PROBLEM DESCRIPTION:
Copy every line of the data, requests included, from the line containing "Place one keypoint on each instance of the spiky" through the end of the data, and do not copy any other lines. Multiply each coordinate in the answers by 0.6 and round the result to the nearest whole number, with halves rounded up.

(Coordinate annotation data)

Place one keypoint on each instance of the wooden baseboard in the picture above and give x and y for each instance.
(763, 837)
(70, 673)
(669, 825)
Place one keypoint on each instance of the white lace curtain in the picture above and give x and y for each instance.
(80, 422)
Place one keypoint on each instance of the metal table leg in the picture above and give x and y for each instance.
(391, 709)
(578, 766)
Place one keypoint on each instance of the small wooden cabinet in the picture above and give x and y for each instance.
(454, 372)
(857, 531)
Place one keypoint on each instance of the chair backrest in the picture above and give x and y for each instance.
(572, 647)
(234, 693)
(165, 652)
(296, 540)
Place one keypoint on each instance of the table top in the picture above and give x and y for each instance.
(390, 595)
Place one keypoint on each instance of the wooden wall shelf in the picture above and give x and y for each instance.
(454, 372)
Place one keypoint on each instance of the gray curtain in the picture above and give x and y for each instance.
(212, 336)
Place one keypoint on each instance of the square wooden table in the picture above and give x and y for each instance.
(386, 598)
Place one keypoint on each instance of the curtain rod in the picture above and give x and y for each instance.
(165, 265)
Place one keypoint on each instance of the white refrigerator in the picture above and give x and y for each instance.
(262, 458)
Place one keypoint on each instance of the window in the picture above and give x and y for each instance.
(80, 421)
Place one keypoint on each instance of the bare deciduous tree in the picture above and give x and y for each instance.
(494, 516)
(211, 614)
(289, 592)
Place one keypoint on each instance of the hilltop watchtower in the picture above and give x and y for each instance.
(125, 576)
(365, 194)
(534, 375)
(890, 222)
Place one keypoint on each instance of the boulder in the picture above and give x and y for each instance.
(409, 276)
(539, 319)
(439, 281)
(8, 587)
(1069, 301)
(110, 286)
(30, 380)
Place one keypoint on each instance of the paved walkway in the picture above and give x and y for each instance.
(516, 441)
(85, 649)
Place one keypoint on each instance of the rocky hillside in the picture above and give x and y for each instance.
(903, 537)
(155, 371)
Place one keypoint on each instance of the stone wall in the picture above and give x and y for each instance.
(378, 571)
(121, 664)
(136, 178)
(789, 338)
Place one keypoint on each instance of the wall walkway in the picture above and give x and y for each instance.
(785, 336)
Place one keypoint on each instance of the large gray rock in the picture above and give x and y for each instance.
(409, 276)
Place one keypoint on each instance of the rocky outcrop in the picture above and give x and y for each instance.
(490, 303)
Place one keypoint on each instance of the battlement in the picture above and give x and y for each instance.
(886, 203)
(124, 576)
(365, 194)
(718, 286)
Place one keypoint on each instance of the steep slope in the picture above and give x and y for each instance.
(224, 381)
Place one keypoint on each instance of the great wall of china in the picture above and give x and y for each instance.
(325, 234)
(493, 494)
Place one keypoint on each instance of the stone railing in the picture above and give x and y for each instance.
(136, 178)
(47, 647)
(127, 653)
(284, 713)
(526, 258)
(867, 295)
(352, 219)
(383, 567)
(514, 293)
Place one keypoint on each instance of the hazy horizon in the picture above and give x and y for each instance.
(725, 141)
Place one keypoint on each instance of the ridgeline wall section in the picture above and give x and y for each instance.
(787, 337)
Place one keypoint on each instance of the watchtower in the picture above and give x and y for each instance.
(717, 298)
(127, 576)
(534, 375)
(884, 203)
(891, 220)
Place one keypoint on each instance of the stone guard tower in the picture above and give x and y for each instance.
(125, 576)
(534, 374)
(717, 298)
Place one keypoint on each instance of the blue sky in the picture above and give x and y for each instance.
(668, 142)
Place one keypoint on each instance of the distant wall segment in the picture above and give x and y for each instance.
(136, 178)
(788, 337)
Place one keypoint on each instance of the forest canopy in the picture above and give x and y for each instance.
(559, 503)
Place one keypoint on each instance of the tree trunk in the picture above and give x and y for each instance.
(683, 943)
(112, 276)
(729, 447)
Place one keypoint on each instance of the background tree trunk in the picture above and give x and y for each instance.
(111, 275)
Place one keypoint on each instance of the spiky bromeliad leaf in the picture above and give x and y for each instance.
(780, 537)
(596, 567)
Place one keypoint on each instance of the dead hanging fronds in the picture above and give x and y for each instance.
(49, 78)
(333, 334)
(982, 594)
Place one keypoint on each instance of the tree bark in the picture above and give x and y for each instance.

OUTPUT:
Place one keypoint on each instance of the spiky bromeliad leaf in the picture above and give x and y for each instance.
(468, 322)
(358, 340)
Place one keypoint on each instance of the dead hanging fronds in the picture above and give x and y for each instance.
(29, 47)
(200, 200)
(589, 356)
Place one keypoint on each instance of the tree bark in the picture above and give x and y for each instance.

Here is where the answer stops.